**EXCERPTED PASSAGE**
┄┄┄┄┄┄

PDF-1.5 Image insertion - Pandoc should use correct /MediaBox dimensions/ratio when exporting to .docx, or output warning

#10902

Issue Details

about 1 month ago
sladensladen
bug
sladensladen
opened about 1 month ago
Author

For PDF-1.5 files with compressed trailer and compressed object streams (/ObjStm); all other PDF software including qpdf and pdfinfo use the correct page dimensions read from /MediaBox:

$ pdfinfo 'x.pdf' | grep pts Page size: 596 x 842 pts (A4)

However, when using Pandoc and outputting to .docx:

$ echo '![Some PDF Image](x.pdf)' > x.md && pandoc x.md -o x.docx

the image dimensions are incorrectly detected, and the image is inserted into the .docx with incorrect aspect ratio and size.

Manually walking through the PDF objects using qpdf shows a compressed Cross-reference (xref) and compressed object streams (\ObjStm) in use. A compressed object stream has multiple objects in a single /Flate compression stream:

$ for object in trailer 18 40 1 2 ; do qpdf --show-object=$object x.pdf -- ; done << /Filter /FlateDecode /Info 39 0 R /Length 155 /Root 40 0 R /Size 43 /Type /XRef /W [ 1 2 2 ] >> % Object is stream. Dictionary: << /Filter /FlateDecode /First 17 /Length 41 0 R /N 3 /Type /ObjStm >> << /Pages 1 0 R /Type /Catalog >> << /Count 2 /Kids [ 2 0 R 12 0 R ] /Type /Pages >> << /Contents 4 0 R /Group << /CS /DeviceRGB /I true /S /Transparency /Type /Group >> /MediaBox [ 0 0 596 842 ] /Parent 1 0 R /Resources 3 0 R /Type /Page >>

The /Page object with its /MediaBox[left bottom right top] is there, but only obtainable by (fully) walking/parsing/unpacking the PDF file.

┄┄┄┄┄┄

**SHORT TASK A**
In the Pandoc bug report, what page size does pdfinfo report for x.pdf?
**SHORT TASK B**
Extract the passage of the Pandoc bug report from "However, when using" up to and including "ratio and size.".
**SHORT TASK C**
Write a continuation of the Pandoc bug report, beginning after its final sentence.

(Position annotation records)
┄┄┄┄┄┄

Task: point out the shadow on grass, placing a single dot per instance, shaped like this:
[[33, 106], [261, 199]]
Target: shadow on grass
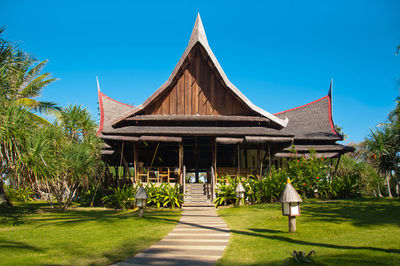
[[335, 259], [315, 244], [360, 212], [7, 244], [72, 216]]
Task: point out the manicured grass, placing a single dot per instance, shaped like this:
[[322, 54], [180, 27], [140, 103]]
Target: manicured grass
[[34, 234], [348, 232]]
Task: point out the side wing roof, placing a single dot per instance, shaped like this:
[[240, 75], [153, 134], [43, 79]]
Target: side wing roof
[[312, 121]]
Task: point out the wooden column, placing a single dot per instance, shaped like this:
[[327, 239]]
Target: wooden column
[[292, 223], [261, 159], [258, 161], [238, 163], [269, 158], [196, 159], [214, 151], [135, 161], [180, 171]]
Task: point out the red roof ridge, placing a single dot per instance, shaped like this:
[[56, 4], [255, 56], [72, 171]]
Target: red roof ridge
[[329, 97], [101, 95]]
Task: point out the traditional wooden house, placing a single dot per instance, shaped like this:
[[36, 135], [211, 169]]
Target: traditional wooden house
[[198, 125]]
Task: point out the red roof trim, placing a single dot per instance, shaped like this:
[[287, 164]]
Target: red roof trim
[[329, 112], [101, 95], [298, 107], [330, 117]]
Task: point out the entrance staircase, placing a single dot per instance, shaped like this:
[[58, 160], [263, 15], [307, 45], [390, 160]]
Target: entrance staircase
[[198, 195]]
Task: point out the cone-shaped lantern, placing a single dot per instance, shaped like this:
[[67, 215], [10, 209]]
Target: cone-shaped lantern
[[240, 193], [141, 199], [290, 200]]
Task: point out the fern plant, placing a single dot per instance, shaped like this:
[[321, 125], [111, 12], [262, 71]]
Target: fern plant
[[173, 196], [300, 258]]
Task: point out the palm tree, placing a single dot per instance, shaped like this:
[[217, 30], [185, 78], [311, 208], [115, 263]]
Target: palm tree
[[381, 145], [15, 129], [21, 80]]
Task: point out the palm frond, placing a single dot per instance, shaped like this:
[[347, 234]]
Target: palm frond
[[34, 71], [34, 87]]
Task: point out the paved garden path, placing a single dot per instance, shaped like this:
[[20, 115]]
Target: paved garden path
[[199, 238]]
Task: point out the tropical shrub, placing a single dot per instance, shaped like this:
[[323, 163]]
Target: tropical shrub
[[172, 196], [120, 198], [21, 194], [155, 194], [91, 196], [300, 258], [306, 174]]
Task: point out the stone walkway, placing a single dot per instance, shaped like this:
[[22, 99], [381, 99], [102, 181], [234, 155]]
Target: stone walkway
[[199, 238]]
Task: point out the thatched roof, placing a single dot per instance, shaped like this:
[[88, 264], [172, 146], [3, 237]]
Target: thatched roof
[[109, 110], [198, 37], [195, 131]]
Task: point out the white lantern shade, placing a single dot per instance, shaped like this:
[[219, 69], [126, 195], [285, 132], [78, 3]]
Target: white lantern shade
[[141, 202], [240, 195], [286, 208], [294, 209]]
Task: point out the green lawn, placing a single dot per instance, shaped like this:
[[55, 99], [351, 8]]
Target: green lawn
[[33, 234], [348, 232]]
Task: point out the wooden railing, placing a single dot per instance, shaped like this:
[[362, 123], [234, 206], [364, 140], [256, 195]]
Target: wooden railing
[[158, 175]]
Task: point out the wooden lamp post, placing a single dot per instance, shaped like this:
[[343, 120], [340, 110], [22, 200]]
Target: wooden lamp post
[[290, 200], [240, 193], [141, 200]]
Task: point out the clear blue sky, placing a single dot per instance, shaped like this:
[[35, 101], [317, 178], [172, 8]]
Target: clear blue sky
[[280, 54]]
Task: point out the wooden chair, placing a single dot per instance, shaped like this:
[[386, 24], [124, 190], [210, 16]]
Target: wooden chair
[[164, 174], [143, 176], [153, 176]]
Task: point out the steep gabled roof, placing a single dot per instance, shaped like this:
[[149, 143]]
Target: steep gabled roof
[[109, 110], [199, 37], [312, 121]]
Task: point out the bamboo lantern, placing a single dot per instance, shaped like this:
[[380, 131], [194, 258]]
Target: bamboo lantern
[[290, 200], [240, 193], [141, 200]]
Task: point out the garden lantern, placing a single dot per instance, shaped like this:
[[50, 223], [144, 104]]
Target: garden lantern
[[290, 200], [141, 199], [240, 192]]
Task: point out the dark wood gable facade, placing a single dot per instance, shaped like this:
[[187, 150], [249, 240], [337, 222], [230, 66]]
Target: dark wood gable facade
[[198, 90], [198, 125]]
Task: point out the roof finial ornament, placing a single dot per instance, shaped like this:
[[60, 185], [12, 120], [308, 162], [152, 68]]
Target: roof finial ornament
[[198, 33], [98, 85]]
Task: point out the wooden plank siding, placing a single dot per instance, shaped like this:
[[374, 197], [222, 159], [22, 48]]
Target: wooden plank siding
[[198, 91]]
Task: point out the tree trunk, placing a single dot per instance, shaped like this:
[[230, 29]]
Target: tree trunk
[[388, 185], [4, 201], [397, 182], [379, 192]]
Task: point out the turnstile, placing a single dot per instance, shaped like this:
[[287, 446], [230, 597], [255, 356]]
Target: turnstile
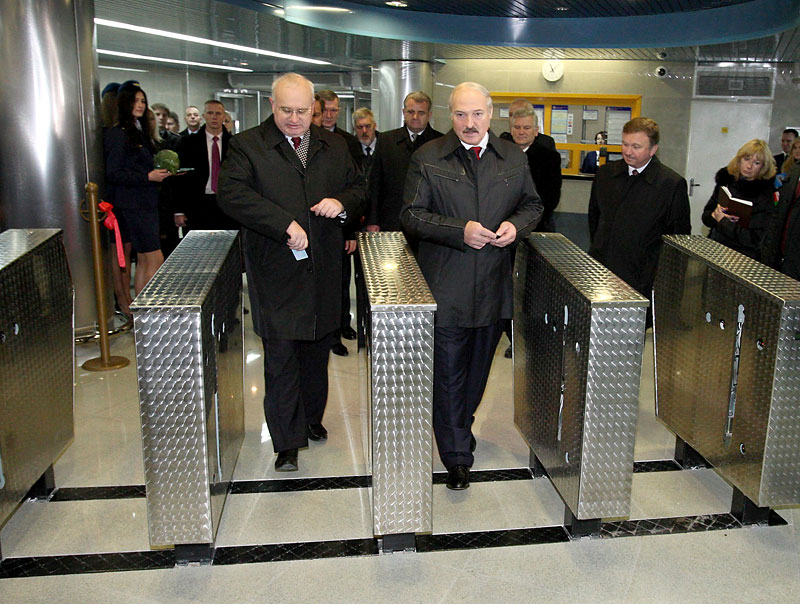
[[399, 342], [727, 350], [578, 342], [189, 336], [36, 362]]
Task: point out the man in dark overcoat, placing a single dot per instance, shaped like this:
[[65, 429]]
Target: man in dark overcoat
[[781, 245], [469, 196], [195, 193], [634, 201], [392, 156], [292, 186]]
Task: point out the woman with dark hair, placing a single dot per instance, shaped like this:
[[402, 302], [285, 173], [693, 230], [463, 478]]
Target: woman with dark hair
[[133, 183], [748, 176]]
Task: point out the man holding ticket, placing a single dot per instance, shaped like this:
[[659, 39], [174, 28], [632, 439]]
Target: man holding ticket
[[292, 186]]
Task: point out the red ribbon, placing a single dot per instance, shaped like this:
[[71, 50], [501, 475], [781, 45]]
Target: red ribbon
[[112, 225]]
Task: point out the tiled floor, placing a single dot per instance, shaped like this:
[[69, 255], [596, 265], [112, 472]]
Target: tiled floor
[[752, 564]]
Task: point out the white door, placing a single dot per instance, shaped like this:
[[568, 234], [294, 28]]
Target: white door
[[717, 130]]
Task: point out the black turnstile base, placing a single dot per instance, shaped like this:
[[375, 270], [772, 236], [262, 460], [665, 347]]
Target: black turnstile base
[[746, 511], [44, 487], [536, 467], [687, 457], [194, 553], [402, 542], [580, 528]]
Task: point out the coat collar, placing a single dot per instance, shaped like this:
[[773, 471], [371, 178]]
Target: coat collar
[[451, 142]]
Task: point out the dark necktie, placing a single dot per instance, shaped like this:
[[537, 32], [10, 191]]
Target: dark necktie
[[215, 163]]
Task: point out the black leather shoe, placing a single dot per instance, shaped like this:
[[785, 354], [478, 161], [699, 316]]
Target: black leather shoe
[[287, 461], [458, 478], [316, 432], [339, 349]]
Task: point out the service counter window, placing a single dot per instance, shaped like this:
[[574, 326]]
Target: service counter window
[[587, 129]]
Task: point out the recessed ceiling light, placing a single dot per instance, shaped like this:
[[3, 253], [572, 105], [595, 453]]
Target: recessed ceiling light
[[176, 36], [128, 55]]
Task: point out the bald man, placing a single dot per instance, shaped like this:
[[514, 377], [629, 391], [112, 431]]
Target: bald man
[[292, 186]]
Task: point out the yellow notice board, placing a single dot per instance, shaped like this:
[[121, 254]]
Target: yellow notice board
[[576, 120]]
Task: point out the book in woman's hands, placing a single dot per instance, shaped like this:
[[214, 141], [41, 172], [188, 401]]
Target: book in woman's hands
[[735, 206]]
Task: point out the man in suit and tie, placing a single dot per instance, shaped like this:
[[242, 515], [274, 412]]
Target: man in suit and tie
[[195, 194], [392, 157], [781, 244], [787, 138], [469, 198], [634, 201]]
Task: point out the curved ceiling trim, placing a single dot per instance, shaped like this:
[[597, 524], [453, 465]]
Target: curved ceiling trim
[[747, 21]]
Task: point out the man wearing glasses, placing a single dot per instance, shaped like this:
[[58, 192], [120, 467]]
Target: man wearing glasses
[[292, 186]]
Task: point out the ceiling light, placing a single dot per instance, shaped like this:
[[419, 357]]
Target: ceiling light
[[185, 38], [123, 68], [328, 9], [128, 55]]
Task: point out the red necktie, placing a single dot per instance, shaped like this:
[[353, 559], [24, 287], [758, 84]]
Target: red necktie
[[215, 163]]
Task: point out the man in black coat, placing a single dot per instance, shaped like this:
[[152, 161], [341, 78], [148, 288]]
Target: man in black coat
[[392, 156], [539, 138], [195, 193], [292, 186], [634, 202], [781, 245], [469, 196]]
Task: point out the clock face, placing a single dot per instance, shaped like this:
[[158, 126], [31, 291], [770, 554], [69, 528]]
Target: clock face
[[553, 70]]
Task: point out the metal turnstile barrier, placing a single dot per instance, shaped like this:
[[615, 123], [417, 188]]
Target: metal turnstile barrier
[[36, 362], [399, 342], [727, 349], [189, 335], [578, 343]]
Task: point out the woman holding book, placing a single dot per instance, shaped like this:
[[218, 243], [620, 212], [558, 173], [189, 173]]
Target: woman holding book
[[747, 181]]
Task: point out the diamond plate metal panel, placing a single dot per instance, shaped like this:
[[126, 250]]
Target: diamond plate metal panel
[[400, 357], [578, 343], [727, 344], [36, 340], [189, 355]]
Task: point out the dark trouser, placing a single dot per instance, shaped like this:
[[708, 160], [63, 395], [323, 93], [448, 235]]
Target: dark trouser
[[346, 264], [296, 388], [461, 363]]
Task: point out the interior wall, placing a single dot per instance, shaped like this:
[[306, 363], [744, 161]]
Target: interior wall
[[176, 87]]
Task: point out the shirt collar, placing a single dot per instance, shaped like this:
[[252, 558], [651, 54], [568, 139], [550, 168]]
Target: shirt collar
[[484, 142]]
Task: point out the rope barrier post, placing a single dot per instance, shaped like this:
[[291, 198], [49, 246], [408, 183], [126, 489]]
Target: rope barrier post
[[105, 362]]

┄┄┄┄┄┄

**TASK ANSWER A**
596 x 842 pts (A4)

**TASK ANSWER B**
However, when using Pandoc and outputting to .docx:

$ echo '![Some PDF Image](x.pdf)' > x.md && pandoc x.md -o x.docx

the image dimensions are incorrectly detected, and the image is inserted into the .docx with incorrect aspect ratio and size.

**TASK ANSWER C**
These PDF-1.5 files in question are not particularly exotic, they are PDF-1.5 files printed from Firefox, via Cairo:

obj 39 0 << /CreationDate (D:20240611224431+02'00) /Creator (Mozilla Firefox 126.0) /Producer (cairo 1.17.4 \(https://cairographics.org\)) >>

(See previous issue "Wrong image size for pdf images in docx" #4322, newly opened here per request of @jgm )